DATA FOR THIS TASK
****************
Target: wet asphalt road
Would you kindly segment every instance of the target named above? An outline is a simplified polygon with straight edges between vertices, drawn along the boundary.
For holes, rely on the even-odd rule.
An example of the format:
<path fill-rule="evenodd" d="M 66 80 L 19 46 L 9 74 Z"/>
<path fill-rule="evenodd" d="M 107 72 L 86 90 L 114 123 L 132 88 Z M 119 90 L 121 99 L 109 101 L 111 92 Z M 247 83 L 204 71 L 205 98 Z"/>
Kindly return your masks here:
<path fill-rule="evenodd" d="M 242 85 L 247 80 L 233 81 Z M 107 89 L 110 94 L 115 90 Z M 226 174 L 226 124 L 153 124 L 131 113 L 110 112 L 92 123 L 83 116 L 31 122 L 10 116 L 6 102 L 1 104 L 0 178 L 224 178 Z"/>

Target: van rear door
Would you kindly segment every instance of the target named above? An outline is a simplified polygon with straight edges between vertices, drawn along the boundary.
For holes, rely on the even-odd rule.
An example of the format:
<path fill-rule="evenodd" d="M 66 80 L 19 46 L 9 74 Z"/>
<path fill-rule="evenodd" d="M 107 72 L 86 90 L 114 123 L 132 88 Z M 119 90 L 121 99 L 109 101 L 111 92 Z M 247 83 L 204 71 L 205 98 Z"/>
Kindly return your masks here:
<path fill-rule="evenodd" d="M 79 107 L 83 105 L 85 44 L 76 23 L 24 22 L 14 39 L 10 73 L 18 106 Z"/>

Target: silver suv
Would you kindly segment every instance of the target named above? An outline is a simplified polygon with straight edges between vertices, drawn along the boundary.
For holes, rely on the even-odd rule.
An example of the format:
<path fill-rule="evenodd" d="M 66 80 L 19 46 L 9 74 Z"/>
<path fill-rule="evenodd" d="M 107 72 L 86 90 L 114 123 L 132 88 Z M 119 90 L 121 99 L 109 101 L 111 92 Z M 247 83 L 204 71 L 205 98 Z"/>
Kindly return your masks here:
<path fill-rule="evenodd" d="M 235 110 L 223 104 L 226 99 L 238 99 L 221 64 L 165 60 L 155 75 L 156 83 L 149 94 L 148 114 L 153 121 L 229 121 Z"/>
****************
INSTRUCTIONS FOR THE TASK
Copy the records from the line containing "Target: silver suv" through the end of the records, requests included, and scale every vertex coordinate in the answer outlines by 1.75, rounding each to the nearest whole number with halves rounded up. Leave the numbers in the requests and the format samples unchanged.

TASK RESPONSE
Target: silver suv
Would you kindly segment every instance of the target named above? An outline is a simplified polygon with straight edges between vertices, drawn along the boundary.
For holes, rely on the even-odd rule.
An example of the format:
<path fill-rule="evenodd" d="M 66 80 L 19 46 L 9 74 Z"/>
<path fill-rule="evenodd" d="M 107 72 L 86 90 L 114 123 L 132 88 Z M 119 90 L 121 99 L 109 101 L 111 92 Z M 247 83 L 204 71 L 205 98 Z"/>
Kindly return your masks here:
<path fill-rule="evenodd" d="M 411 193 L 390 182 L 396 173 L 417 173 L 387 112 L 289 105 L 271 131 L 273 145 L 261 165 L 259 200 L 268 212 L 401 212 Z"/>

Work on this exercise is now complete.